◆ **REQUIREMENT**
Your answer must be an exact copy of all the entries.

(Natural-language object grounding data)
________________________________________

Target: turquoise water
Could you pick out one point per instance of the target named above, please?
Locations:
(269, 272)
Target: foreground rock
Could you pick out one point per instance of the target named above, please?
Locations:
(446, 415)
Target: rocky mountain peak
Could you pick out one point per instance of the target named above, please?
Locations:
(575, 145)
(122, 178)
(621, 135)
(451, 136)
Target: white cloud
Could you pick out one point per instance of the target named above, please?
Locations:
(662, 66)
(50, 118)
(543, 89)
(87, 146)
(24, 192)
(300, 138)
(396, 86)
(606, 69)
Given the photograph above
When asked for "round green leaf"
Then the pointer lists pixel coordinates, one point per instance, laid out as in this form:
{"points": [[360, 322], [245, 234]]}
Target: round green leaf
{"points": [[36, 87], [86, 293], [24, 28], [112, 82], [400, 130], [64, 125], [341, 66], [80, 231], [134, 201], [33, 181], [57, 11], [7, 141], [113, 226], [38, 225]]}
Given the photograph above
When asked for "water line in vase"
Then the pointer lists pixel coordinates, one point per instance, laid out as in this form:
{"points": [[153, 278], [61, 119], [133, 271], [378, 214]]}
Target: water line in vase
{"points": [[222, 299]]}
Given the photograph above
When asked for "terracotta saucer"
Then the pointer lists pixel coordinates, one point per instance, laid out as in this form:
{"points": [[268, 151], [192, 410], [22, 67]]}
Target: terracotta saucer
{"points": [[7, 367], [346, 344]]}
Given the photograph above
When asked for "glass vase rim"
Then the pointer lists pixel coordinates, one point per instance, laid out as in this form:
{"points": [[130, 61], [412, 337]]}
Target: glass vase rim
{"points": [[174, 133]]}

________________________________________

◆ **RESULT FOR THIS EXERCISE**
Target: turquoise water
Could you pick out one point per instance of the target named above, please?
Locations:
(269, 272)
Target: foreground rock
Could you pick out one point per instance of the target named above, please?
Locations:
(446, 415)
Target: rocky mountain peak
Could you pick out one point per instance of the target named above, please?
Locations:
(575, 145)
(122, 178)
(621, 135)
(451, 136)
Target: white cloud
Could you pick out one point per instance of the target named above, please?
Locations:
(662, 66)
(50, 118)
(543, 89)
(87, 146)
(24, 192)
(300, 138)
(396, 86)
(606, 69)
Given the photograph above
When asked for "round green leaf"
Then the pointer lists pixel coordinates, one point per instance, laid out as in this form:
{"points": [[360, 322], [245, 234]]}
Target: round green leaf
{"points": [[36, 87], [86, 293], [24, 28], [112, 82], [400, 130], [64, 125], [341, 66], [80, 231], [134, 201], [33, 181], [57, 11], [7, 141], [113, 226], [38, 225]]}
Given the photograph above
When asked for "water line in vase"
Then the pointer lists pixel coordinates, one point per instance, laid out as in this form:
{"points": [[153, 278], [61, 119], [133, 271], [378, 214]]}
Target: water line in vase
{"points": [[222, 299]]}
Given the photograph above
When asked for "terracotta saucer"
Then the pointer lists pixel coordinates, one point per instance, laid out as in this form:
{"points": [[268, 151], [192, 410], [22, 67]]}
Target: terracotta saucer
{"points": [[7, 367], [346, 344]]}
Given the photograph above
When asked for "glass vase rim"
Then the pointer lists pixel coordinates, one point per instance, laid out as in this form:
{"points": [[130, 61], [412, 337]]}
Target: glass vase rim
{"points": [[174, 133]]}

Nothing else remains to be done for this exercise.